### Record extracts
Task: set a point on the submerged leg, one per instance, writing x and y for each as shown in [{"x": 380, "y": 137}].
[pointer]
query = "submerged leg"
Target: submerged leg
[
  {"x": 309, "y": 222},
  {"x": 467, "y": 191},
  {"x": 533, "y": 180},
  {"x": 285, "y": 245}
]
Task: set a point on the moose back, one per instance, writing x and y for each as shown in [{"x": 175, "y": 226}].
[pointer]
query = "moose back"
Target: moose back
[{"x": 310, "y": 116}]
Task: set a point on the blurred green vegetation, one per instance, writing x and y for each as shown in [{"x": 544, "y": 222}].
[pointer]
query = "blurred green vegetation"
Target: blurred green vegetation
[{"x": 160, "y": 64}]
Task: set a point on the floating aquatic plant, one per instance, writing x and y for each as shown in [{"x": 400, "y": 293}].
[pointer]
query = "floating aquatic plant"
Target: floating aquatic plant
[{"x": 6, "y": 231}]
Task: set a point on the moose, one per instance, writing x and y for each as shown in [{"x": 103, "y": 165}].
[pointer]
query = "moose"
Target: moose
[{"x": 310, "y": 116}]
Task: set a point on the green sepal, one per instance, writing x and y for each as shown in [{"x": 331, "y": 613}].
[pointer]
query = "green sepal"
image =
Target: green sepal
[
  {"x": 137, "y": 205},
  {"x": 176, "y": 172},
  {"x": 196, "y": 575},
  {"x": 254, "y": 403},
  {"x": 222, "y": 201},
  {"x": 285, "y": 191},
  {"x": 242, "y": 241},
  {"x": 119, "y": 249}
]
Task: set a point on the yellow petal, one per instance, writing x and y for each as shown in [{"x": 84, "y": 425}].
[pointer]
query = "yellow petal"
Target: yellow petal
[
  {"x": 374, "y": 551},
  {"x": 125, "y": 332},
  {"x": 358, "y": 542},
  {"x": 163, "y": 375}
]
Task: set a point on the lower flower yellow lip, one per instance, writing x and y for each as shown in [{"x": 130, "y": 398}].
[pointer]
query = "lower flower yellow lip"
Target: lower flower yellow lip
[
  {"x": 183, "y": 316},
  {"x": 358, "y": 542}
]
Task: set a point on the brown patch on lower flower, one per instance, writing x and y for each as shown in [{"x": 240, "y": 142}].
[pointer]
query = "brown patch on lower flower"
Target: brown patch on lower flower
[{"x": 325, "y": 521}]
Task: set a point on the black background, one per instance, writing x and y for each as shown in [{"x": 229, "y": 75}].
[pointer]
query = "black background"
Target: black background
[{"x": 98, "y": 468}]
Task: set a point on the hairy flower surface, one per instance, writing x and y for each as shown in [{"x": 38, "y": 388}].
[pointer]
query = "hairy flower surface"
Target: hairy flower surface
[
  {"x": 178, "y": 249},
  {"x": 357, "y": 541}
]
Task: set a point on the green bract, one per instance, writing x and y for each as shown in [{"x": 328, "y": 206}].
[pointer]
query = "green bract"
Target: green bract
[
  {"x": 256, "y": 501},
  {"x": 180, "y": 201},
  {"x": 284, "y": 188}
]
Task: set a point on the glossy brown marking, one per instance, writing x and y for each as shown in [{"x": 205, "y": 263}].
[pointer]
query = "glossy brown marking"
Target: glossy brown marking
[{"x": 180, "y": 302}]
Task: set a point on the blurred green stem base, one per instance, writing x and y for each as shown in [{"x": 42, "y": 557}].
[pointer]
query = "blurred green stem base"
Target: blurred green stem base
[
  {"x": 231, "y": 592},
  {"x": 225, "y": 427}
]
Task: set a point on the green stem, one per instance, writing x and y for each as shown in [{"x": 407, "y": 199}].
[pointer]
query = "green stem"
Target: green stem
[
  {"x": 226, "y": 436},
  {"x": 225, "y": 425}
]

### Assignment
Repeat all of the material, exactly as it reads.

### Expected answer
Task: set a point on the submerged leg, one per instance, writing x and y for each as shown in [{"x": 380, "y": 137}].
[pointer]
query = "submerged leg"
Target: submerged leg
[
  {"x": 309, "y": 222},
  {"x": 467, "y": 191},
  {"x": 533, "y": 180},
  {"x": 285, "y": 245}
]
Task: set a point on the moose back, one per instance, writing x and y for each as shown in [{"x": 175, "y": 226}].
[pointer]
query = "moose back"
Target: moose back
[{"x": 310, "y": 116}]
Task: set a point on the blurred green vegetation, one per instance, writing x and y for each as shown in [{"x": 544, "y": 222}].
[pointer]
query = "blurred green vegetation"
Target: blurred green vegetation
[{"x": 160, "y": 64}]
Task: set a point on the floating aquatic plant, one per instance, writing x and y for each as shown in [{"x": 400, "y": 293}].
[pointer]
query = "floating aquatic plant"
Target: floating aquatic plant
[{"x": 6, "y": 231}]
Task: set a point on the moose, one per instance, writing x and y for each as shown in [{"x": 103, "y": 165}].
[pointer]
query = "moose"
Target: moose
[{"x": 310, "y": 116}]
Task: set a point on the green sepal, one per instance, writing x and y for each as shown in [{"x": 331, "y": 613}].
[pointer]
query = "green sepal"
image =
Target: green sepal
[
  {"x": 137, "y": 205},
  {"x": 176, "y": 172},
  {"x": 196, "y": 575},
  {"x": 254, "y": 403},
  {"x": 222, "y": 201},
  {"x": 285, "y": 191},
  {"x": 242, "y": 241},
  {"x": 119, "y": 249}
]
Task: set a point on the yellow petal, one per instance, writing x and y for each as shown in [{"x": 84, "y": 425}].
[pointer]
query = "yellow petal"
Target: yellow petal
[
  {"x": 374, "y": 551},
  {"x": 125, "y": 332},
  {"x": 358, "y": 542},
  {"x": 163, "y": 375}
]
Task: set a point on the lower flower yellow lip, one per instance, writing x and y for each as shown in [{"x": 130, "y": 398}].
[pointer]
query = "lower flower yellow lip"
Target: lower flower yellow lip
[
  {"x": 183, "y": 316},
  {"x": 358, "y": 542}
]
Task: set a point on the brown patch on lower flower, one per instance, writing x and y for each as shown in [{"x": 240, "y": 142}].
[pointer]
query = "brown patch on lower flower"
Target: brown patch on lower flower
[{"x": 325, "y": 521}]
Task: set a point on the black background, one per instance, writing x and y for each as shown in [{"x": 229, "y": 75}].
[pointer]
query = "black background"
Target: black background
[{"x": 98, "y": 468}]
Task: set a point on the hairy flower surface, one per instance, writing x and y for each as shown in [{"x": 38, "y": 388}].
[pointer]
query = "hairy flower surface"
Target: hairy flower surface
[
  {"x": 178, "y": 249},
  {"x": 357, "y": 541}
]
Task: set a point on the green bract, one per instance, writing x and y for each as shown in [{"x": 328, "y": 206}].
[pointer]
query = "green bract"
Target: green bract
[
  {"x": 256, "y": 501},
  {"x": 180, "y": 201},
  {"x": 284, "y": 188}
]
Task: set a point on the glossy brown marking, one per instance, writing x and y for each as shown in [{"x": 205, "y": 263}].
[pointer]
query = "glossy brown marking"
Target: glossy brown marking
[{"x": 180, "y": 302}]
Task: set a point on the blurred green stem base, one per instance, writing x and y for each as shown in [{"x": 42, "y": 557}].
[pointer]
query = "blurred green stem base"
Target: blurred green stem base
[
  {"x": 231, "y": 592},
  {"x": 225, "y": 427}
]
Task: set a point on the green stem, one per instance, writing x and y for each as shown in [{"x": 407, "y": 199}].
[pointer]
query = "green stem"
Target: green stem
[
  {"x": 226, "y": 436},
  {"x": 225, "y": 425}
]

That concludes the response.